TASK INSTRUCTIONS: Copy out the records below with "grass field" changed to "hay field" everywhere it appears and every other word kept as is. Leave the pictures out.

MATERIAL FOR THIS EXERCISE:
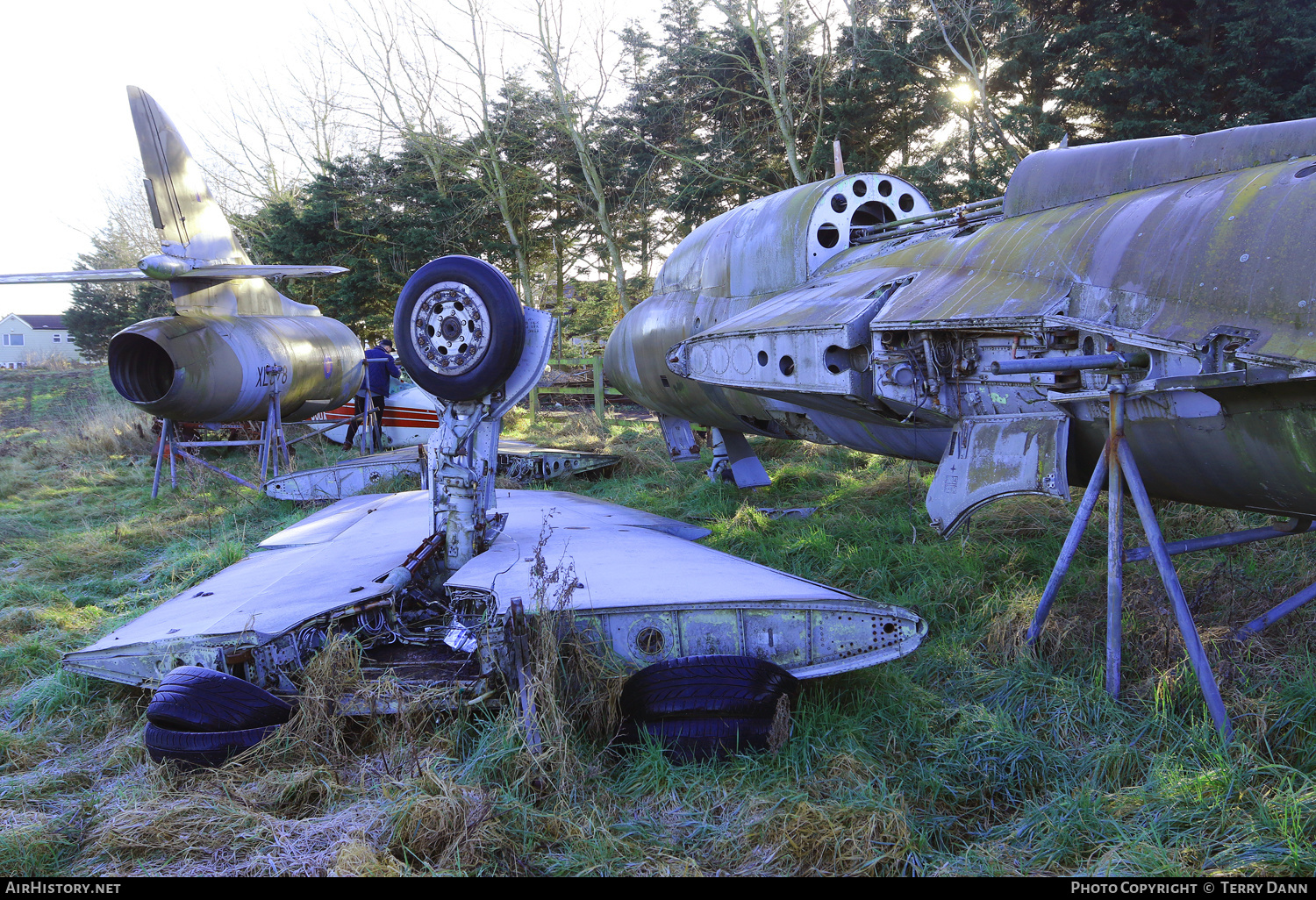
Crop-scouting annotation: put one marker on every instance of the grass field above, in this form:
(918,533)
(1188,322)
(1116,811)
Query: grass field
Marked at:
(971,755)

RESULT:
Crop-scouting annotation: put one marker on every instance of the hay field above, in this form:
(918,533)
(1188,322)
(1116,811)
Query: hay field
Marked at:
(971,755)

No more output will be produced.